- Texte de la page
=-=-=-=-=

Jeune, Mirbeau fréquenta le lycée de Vannes, puis déménagea à Paris pour étudier le droit. Cependant, sa passion pour la littérature l’orienta vers une carrière d’écrivain et de journaliste. Il débuta comme journaliste et devint célèbre en tant que critique d’art, collaborant avec plusieurs journaux et revues littéraires.
En tant qu’écrivain, il aborda divers genres littéraires tels que le roman, la nouvelle, le théâtre et l’essai. Parmi ses œuvres les plus connues figurent le roman naturaliste « Le Calvaire » (1886), l’œuvre sociale « Sébastien Roch » (1890), ainsi que « Le Jardin des supplices » (1899) qui fit scandale à sa sortie pour son contenu jugé provocateur et immoral.
Mirbeau était un critique virulent de la société bourgeoise de son époque, dénonçant la corruption, l’hypocrisie et les injustices sociales. Il fut également un défenseur de causes humanitaires et un pourfendeur de la peine de mort, de l’antisémitisme et de l’injustice politique.

=-=-=-=-=

- Consignes de travail
1. Répondez à ces questions sur le texte consacré à Mirbeau :
(a) Dans quelle ville Mirbeau fréquenta-t-il le lycée ?
(b) En quelle année parut « Sébastien Roch » ?
(c) De quelles trois choses Mirbeau fut-il un pourfendeur ?
2. Reprenez le texte sur Mirbeau après sa dernière phrase, en quelques phrases.

- Entrées fournies
=-=-=-=-=

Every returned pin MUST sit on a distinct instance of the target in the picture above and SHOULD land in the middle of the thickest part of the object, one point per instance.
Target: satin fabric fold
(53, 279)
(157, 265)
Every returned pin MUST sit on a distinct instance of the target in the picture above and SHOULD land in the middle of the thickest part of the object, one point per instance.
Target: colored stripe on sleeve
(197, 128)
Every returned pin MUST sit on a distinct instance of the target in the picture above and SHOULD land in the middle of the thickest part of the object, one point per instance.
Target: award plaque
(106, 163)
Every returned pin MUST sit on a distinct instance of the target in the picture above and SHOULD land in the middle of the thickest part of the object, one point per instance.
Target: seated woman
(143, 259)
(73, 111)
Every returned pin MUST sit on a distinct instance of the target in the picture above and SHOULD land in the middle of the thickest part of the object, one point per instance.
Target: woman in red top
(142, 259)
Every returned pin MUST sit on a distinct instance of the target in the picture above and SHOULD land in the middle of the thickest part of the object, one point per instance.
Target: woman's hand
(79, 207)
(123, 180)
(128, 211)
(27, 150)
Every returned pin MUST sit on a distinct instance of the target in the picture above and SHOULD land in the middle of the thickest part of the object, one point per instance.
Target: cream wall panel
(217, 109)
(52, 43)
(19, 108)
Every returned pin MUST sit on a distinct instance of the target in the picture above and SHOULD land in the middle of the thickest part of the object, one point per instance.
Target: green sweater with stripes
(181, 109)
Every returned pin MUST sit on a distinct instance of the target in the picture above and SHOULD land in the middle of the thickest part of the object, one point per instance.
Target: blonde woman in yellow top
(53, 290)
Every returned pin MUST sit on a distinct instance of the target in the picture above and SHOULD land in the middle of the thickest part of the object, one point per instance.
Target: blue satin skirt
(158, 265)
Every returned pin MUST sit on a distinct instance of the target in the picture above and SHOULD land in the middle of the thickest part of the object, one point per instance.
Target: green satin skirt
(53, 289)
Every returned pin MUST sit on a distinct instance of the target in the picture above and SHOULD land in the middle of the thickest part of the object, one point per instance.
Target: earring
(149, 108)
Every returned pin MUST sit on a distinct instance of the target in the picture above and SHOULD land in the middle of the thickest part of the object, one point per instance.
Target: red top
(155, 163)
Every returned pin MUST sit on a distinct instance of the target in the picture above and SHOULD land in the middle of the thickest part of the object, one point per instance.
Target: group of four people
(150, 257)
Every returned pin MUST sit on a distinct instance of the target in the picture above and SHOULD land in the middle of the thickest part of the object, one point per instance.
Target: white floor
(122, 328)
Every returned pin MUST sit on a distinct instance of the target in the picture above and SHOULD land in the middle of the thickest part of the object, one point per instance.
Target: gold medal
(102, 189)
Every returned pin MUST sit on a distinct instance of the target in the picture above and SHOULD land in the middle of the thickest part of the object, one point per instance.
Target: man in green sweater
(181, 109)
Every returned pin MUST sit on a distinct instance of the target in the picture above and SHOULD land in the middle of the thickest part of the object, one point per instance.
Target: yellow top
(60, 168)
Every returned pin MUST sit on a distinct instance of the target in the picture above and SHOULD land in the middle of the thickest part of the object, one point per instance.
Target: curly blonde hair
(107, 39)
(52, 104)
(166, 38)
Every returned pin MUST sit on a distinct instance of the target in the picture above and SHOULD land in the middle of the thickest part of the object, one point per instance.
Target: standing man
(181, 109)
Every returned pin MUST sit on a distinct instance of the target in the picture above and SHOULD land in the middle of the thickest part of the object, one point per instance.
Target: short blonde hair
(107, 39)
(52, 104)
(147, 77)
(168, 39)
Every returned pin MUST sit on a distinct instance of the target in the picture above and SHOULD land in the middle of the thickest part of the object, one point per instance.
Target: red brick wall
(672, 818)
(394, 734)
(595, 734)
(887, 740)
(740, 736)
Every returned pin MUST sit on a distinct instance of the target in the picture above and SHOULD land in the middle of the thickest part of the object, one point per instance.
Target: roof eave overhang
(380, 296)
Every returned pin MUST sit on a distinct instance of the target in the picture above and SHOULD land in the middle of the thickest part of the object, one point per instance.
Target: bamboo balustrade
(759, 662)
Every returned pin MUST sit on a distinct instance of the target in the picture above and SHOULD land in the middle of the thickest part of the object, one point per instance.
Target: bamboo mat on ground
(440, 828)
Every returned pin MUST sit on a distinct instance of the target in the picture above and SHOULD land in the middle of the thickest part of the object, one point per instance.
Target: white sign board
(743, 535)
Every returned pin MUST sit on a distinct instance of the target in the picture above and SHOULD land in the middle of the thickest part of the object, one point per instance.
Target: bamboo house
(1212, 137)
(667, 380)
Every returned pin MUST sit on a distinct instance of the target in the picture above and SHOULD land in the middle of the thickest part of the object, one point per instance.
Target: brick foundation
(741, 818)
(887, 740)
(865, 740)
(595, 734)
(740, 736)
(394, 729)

=-=-=-=-=

- Réponses par consigne
1.
(a) À Vannes.
(b) En 1890.
(c) De la peine de mort, de l'antisémitisme et de l'injustice politique.

2.
En parallèle de son œuvre littéraire, Octave Mirbeau s’engagea activement dans la défense de l’art moderne, soutenant des peintres comme Claude Monet et Auguste Rodin.
Sa plume acérée et sa capacité à décortiquer les hypocrisies de la société en firent un écrivain controversé et provocateur, mais aussi un visionnaire qui anticipait de nombreux débats sociétaux et culturels contemporains.
Octave Mirbeau décéda le 16 février 1917 à Paris. Son œuvre littéraire, bien que parfois controversée à son époque, est aujourd’hui reconnue comme étant à la fois audacieuse et visionnaire, et continue d’être étudiée et appréciée pour son engagement social, sa critique acerbe et son style littéraire novateur.